- [WHAT TO PRODUCE]
Give only the number of lines in the entries below that contain the string "MULTIPOLYGON". Case counts.

>> start RECORD LIST

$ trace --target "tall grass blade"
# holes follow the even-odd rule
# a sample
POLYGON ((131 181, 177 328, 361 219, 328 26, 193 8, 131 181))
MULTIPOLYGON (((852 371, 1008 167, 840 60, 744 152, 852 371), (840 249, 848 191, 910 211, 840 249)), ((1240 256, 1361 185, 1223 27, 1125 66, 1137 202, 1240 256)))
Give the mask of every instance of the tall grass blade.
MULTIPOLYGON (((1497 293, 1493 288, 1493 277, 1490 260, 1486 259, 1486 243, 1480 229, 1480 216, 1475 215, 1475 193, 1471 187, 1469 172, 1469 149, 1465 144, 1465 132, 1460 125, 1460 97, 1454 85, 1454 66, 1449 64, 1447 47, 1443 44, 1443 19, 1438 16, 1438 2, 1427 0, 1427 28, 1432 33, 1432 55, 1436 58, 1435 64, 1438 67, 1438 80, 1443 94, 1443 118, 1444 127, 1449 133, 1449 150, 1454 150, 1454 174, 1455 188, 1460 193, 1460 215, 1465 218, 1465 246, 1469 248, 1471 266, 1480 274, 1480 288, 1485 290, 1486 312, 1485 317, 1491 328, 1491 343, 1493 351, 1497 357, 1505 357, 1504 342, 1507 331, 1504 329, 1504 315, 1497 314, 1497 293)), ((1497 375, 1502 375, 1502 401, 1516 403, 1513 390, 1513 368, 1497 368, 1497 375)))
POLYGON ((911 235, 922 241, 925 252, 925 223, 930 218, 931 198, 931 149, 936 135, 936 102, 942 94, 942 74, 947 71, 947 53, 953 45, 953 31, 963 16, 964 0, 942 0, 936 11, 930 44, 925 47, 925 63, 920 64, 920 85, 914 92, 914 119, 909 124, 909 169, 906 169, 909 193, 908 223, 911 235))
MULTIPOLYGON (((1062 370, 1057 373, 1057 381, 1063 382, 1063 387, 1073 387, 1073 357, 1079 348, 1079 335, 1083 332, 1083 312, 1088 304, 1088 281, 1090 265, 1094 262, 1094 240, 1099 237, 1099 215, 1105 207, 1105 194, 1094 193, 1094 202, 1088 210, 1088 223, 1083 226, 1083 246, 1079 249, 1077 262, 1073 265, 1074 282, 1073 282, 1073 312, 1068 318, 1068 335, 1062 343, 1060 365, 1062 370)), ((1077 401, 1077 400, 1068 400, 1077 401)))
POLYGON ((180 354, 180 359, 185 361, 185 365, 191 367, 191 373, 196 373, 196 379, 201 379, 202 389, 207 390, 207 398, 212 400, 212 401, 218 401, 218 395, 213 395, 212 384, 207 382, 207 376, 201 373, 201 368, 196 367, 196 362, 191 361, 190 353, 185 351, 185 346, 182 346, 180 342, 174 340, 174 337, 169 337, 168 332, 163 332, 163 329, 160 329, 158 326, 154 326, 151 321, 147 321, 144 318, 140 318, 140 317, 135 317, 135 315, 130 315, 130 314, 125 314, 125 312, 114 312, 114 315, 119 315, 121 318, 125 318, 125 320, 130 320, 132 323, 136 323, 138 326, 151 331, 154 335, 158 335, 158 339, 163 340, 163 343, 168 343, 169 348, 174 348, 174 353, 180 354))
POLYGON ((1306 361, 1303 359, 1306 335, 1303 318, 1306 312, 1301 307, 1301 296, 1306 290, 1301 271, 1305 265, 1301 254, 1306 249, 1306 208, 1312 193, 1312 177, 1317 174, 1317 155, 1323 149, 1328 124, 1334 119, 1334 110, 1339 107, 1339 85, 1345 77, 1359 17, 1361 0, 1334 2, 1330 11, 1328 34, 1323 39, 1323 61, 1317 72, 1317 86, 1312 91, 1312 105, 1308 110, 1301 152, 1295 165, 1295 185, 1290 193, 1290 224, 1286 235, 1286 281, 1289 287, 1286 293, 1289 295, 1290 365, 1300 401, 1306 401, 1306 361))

>> end RECORD LIST
>> start RECORD LIST

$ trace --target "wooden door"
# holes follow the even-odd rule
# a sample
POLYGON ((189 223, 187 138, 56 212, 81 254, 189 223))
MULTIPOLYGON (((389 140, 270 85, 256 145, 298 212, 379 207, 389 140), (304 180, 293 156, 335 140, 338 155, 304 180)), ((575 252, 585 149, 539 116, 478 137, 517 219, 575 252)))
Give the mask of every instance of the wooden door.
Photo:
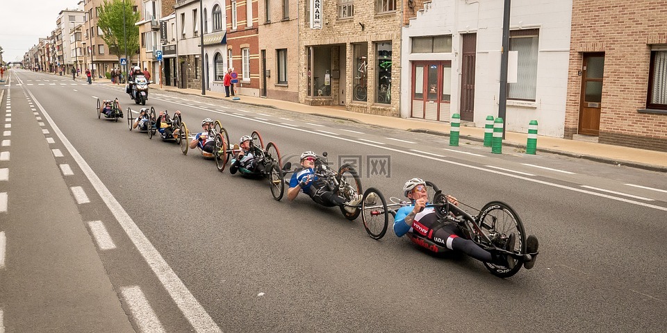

>> end RECORD LIST

- [REPLY]
4